■ **Document section**

== Segment start ==

In short: “The AI wars are here” is being used to describe two real trends, a heated race among companies and countries to lead in AI, and the growing use of AI in actual warfare.
People increasingly use “AI wars” to talk about business competition. Big tech companies are fighting to control the main building blocks of modern AI, including large “foundation models” (general-purpose AI systems that can be adapted to many tasks, like a base recipe you can turn into many dishes) and the data centers and chips needed to run them.
One sign of this shift is that more people now start with chatbots instead of search engines when they want answers. A Harvard Business School case study describes how Google called a leadership meeting in June 2025 after losing about $250 billion in market value, following reports that Google Search volumes dipped for the first time in 20 years.
The same phrase is also used much more literally. Reporting has described AI systems being used to speed up military decisions about targets, and to support or automate drones and strikes. Examples cited in recent coverage include autonomous or semi-autonomous drones in Ukraine, and reported Israeli systems in Gaza that helped generate target lists and mark buildings for attack. US reporting has also said the Pentagon spends about $13 billion a year on AI, including systems that can help find and rank targets at very high speed.
The key question is how much decision-making will be handed to machines in life-and-death situations, and what rules will limit that. Another thing to watch is how the same companies that build consumer AI will respond to government pressure for military uses, since business competition and national security goals are increasingly tied together.

== Segment end ==

■ **Data block**
== Segment start ==

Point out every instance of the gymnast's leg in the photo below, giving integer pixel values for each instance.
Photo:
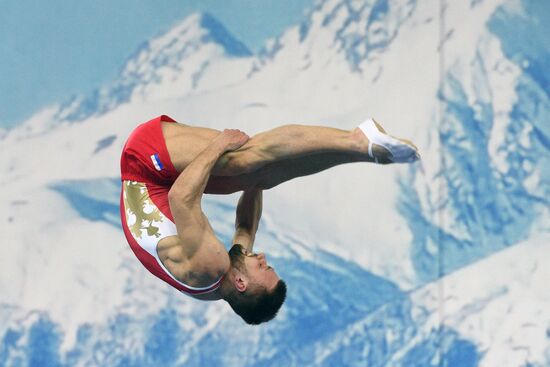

== Segment end ==

■ **What you have to do**
Answer these questions from the text on the "AI wars":
(a) What did Google call in June 2025 after losing about $250 billion in market value?
(b) Besides foundation models, what two things needed to run them are big tech companies fighting to control?
(c) According to US reporting, about how much does the Pentagon spend on AI each year?

■ **The answer**
(a) A leadership meeting.
(b) Data centers and chips.
(c) About $13 billion a year.